* start INPUT RECORDS *

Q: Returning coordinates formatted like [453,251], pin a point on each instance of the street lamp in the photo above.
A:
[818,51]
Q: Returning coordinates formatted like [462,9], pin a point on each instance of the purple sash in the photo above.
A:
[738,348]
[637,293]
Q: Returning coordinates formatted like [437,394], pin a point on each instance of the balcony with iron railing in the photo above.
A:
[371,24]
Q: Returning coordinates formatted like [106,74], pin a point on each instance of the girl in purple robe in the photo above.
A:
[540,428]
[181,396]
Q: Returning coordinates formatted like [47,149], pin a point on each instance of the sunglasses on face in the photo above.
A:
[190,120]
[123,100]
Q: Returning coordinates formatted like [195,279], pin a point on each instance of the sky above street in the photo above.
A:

* end INPUT RECORDS *
* start INPUT RECORDS *

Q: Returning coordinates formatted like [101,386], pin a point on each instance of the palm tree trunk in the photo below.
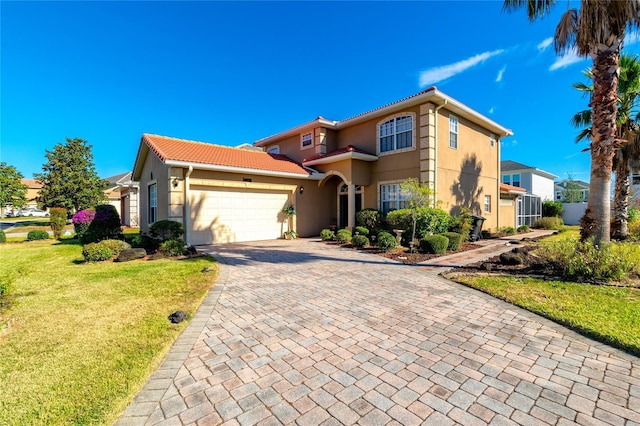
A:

* end INPUT RECORDS *
* start INPUT RECORDS *

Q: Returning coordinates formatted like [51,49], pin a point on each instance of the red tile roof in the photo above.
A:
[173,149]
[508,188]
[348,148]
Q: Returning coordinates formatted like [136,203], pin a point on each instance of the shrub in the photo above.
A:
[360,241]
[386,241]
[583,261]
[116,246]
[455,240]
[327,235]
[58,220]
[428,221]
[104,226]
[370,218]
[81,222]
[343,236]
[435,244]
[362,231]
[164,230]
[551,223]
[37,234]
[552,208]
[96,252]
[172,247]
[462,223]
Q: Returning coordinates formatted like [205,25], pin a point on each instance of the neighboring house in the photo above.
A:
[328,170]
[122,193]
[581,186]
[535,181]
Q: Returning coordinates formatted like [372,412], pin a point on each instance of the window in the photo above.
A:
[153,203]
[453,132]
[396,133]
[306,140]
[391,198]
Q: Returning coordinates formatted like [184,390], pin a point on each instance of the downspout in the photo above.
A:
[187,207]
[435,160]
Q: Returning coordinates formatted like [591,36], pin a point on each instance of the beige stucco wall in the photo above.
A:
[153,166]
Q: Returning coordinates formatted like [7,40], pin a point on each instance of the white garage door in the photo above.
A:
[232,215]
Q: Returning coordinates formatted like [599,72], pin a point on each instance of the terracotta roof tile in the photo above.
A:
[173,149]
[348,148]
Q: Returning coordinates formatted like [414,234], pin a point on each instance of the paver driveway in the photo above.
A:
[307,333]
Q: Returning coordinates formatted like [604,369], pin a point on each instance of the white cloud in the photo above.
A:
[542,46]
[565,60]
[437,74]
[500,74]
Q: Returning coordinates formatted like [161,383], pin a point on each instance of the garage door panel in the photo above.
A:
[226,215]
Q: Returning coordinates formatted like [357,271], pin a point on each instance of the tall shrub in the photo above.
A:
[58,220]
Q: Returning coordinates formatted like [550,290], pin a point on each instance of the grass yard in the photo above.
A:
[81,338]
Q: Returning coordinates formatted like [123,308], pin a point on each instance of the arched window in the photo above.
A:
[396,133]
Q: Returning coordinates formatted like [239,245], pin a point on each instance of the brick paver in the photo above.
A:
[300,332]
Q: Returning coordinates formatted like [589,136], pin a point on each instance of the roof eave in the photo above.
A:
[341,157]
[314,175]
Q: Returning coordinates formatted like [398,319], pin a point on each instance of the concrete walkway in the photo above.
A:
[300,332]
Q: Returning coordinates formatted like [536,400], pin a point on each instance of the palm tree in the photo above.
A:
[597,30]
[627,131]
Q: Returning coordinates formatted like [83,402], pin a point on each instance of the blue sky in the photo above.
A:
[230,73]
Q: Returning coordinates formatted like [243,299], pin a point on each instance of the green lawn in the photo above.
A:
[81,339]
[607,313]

* end INPUT RECORDS *

GIVEN TASK: Tally the lines in the items above that contain the string "tile" and give only the number.

EXPECTED ANSWER: 2